> PROBLEM: Retype the records below exactly as they stand, but with no images.

> ENTRIES SUPPLIED:
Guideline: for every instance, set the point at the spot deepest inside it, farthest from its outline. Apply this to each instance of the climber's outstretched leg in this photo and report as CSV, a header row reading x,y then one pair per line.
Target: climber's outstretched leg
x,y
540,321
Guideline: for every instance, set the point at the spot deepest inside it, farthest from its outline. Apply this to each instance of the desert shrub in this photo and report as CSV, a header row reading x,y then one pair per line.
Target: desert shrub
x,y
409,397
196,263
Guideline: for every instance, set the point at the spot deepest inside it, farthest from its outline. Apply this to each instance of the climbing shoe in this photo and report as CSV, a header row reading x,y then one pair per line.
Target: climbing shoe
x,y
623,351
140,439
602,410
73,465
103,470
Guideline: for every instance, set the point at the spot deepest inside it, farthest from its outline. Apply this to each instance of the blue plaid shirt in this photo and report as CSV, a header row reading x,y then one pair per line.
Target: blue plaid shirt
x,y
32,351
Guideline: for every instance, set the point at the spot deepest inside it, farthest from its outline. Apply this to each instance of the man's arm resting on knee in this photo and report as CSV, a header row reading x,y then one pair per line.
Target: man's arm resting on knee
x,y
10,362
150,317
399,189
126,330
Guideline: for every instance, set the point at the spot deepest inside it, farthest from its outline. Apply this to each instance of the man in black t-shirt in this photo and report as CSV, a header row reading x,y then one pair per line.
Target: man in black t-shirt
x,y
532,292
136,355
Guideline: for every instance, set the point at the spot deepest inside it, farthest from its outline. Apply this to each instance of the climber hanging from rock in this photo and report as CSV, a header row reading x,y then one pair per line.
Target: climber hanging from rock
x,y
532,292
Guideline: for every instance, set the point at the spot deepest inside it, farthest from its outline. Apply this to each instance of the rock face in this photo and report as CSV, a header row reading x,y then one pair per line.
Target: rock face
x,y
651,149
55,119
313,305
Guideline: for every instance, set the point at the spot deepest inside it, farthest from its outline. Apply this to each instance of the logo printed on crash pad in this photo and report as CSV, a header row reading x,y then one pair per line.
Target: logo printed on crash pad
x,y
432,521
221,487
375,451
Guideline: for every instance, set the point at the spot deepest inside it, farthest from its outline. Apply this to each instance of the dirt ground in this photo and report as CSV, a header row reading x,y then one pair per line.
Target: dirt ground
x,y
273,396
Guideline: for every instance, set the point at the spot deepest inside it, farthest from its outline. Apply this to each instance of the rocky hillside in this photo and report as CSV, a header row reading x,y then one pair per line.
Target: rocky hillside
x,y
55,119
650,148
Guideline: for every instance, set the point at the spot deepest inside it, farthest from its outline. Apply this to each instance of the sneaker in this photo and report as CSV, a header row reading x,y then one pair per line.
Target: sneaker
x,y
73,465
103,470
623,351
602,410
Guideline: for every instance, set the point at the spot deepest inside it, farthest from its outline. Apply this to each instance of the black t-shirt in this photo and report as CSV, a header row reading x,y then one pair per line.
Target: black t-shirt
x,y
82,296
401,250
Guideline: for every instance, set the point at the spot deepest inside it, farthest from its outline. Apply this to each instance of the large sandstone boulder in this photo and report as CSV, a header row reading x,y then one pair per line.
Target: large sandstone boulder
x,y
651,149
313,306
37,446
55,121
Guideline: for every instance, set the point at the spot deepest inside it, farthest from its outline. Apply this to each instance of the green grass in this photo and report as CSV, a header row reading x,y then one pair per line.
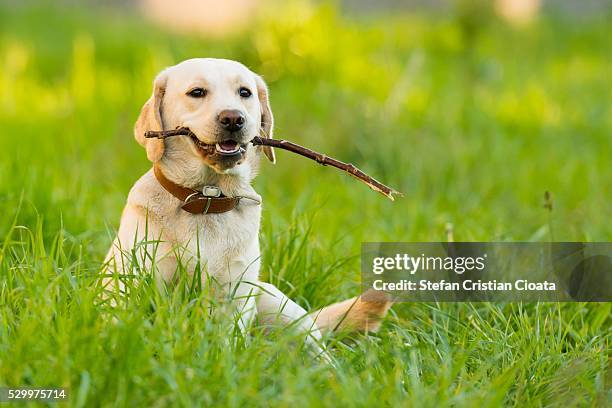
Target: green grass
x,y
472,128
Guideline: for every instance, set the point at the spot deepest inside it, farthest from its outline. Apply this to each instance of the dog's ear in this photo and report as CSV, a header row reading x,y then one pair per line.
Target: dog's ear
x,y
267,119
151,119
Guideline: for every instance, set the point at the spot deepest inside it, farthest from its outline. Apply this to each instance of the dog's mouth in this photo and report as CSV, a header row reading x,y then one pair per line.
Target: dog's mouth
x,y
226,147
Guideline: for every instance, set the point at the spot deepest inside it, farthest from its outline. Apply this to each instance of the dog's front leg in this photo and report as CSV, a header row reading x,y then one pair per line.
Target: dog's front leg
x,y
238,279
274,307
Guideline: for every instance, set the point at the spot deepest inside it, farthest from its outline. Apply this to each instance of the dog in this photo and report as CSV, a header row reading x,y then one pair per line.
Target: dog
x,y
197,202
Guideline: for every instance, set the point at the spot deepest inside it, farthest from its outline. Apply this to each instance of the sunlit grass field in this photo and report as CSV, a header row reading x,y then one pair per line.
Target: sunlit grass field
x,y
471,119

> EXERCISE OUTPUT:
Guideline: for every instance, set the point at the spot deepest inside it, farthest from its outline. Apply this to each instance of the climber's outstretched leg in this photo and report as CSV, a header row reading x,y then one pair per line.
Target: climber's outstretched leg
x,y
540,321
Guideline: for every instance, set the point at the spot deepest inside it, farthest from its outline. Apply this to each instance of the desert shrub in this photo and report as CSV, a header row reading x,y then one pair per line.
Target: desert shrub
x,y
409,397
196,263
Guideline: for every instance, set the point at the spot deepest inside it, farthest from its outline. Apply this to each instance of the climbing shoe in this photo and report as CSV, a header row reading x,y then one pair per line.
Target: climbing shoe
x,y
623,351
140,439
602,410
73,465
103,470
Guideline: for every instance, set the point at the spot deepest inside it, farthest from its outline. Apply this to each instance of the blue plaid shirt in this photo and report as CSV, a header row reading x,y then one pair per line.
Target: blue plaid shirt
x,y
32,351
Guideline: for every instance, set the point at the spot deepest inside it, farthest from its outline. Apply this to each instance of the man's arm resting on knee in this photo and report as CSV, a header row reading x,y then one pair per line.
Target: man's arm resting on knee
x,y
10,362
150,317
399,189
126,330
Guideline: for every instance, set the point at the spot deepest inside it, farthest from its outline. Apply this to each instance of the man in black t-shirt in this photo and report as CSV, a header row reading x,y then one pair per line.
Target: man in black t-shirt
x,y
532,292
136,355
Guideline: for every instance, set the point at the spot deepest inside it, farthest from its outline. Apply this to each instance of the climber hanging from rock in this photo and report as CSV, a header row reading x,y then one pair per line.
Target: climber hanging from rock
x,y
532,292
Guideline: for every instance, set the point at the spot deepest inside it, farthest from its outline. Apply this to each instance of the rock face in this photo and report as CSV, a header row reading x,y then one pair per line.
Target: rock face
x,y
651,149
55,119
313,305
Guideline: for every instance, set the point at the spot deepest inside it, farthest from its outline. Apply this to each instance of the logo printed on crash pad in this photo and report as CSV, a header row reading x,y then one pair per line.
Target: logo printed on crash pad
x,y
432,521
221,487
375,451
Guideline: for every instance, set the point at the spot deepest inside it, farthest from its outline. Apply this to each instance of the dirt ground in this photo and report as CSV, a header row reading x,y then one pair per line.
Target: dirt ground
x,y
273,396
Guideline: for every instance, set the point at the spot deepest inside it, farthest from its outline. Apply this to each instance of the rocky hillside in this photo and report as CSV, a header row reading x,y then one pair per line.
Target: rocky hillside
x,y
55,119
650,148
Guideline: for every instance, set the point at the spot deepest inside it, farthest from its outline. Apply this to each instance of the sneaker in this photo and report as CSV, a header row reading x,y then one pair per line.
Target: sneaker
x,y
73,465
103,470
623,351
602,410
Guideline: for every instance, set the point at the spot deepest inside it, farthest from its outline. Apply this to each instance of the black t-shirt in this photo and report as CSV, a header row reading x,y then one pair per line.
Target: black t-shirt
x,y
82,296
401,250
Guideline: for every instance, set the point at the spot deepest inside it, farthest from its outline. Apply this to each instance of the large sandstone boulder in this photo and report as CSV, a header row reading x,y then one pair per line.
Target: large sandstone boulder
x,y
651,149
313,306
37,446
55,121
Guideline: for every instance, set the point at the spot deepest inside it, farthest from its outline. Apply this to each instance of the green grass in this photo and report as CSV, a header row reading x,y then one pair per line.
Target: green grass
x,y
472,128
Guideline: for every instance, set the point at the spot deepest inside it, farthest from its outline. Apply this to each instance of the dog's ear in this photo and report as CSV, a header row reading x,y then one pair per line.
Target: dog's ear
x,y
267,119
151,119
Guideline: for every instance, set the point at the spot deepest inside it, farthest from its outline. Apply this to each instance of the dog's mouth in this photo and report as CSV, a header row reading x,y then one pair per line.
Target: dog's mouth
x,y
226,147
Guideline: for every instance, set the point at the spot deepest inside it, farthest from its outline. Apply this to each instance of the dog's front leg in this photo and report as CSV, a header row reading x,y then one pair per line.
Target: dog's front leg
x,y
238,279
274,307
Guideline: for every instance, set the point at the spot deepest inside it, farthest from its outline. Apply this to each instance of the dog in this photo and report as CSV, a header row reading x,y then one pair per line.
Target: dog
x,y
197,202
Guideline: for every instance, set the point at the spot deepest inside it, farthest from its outline. Apply this to each instance of the sunlit grass field in this photo and report as CSV, a header row reading x,y then one pair per line.
Target: sunlit grass field
x,y
471,119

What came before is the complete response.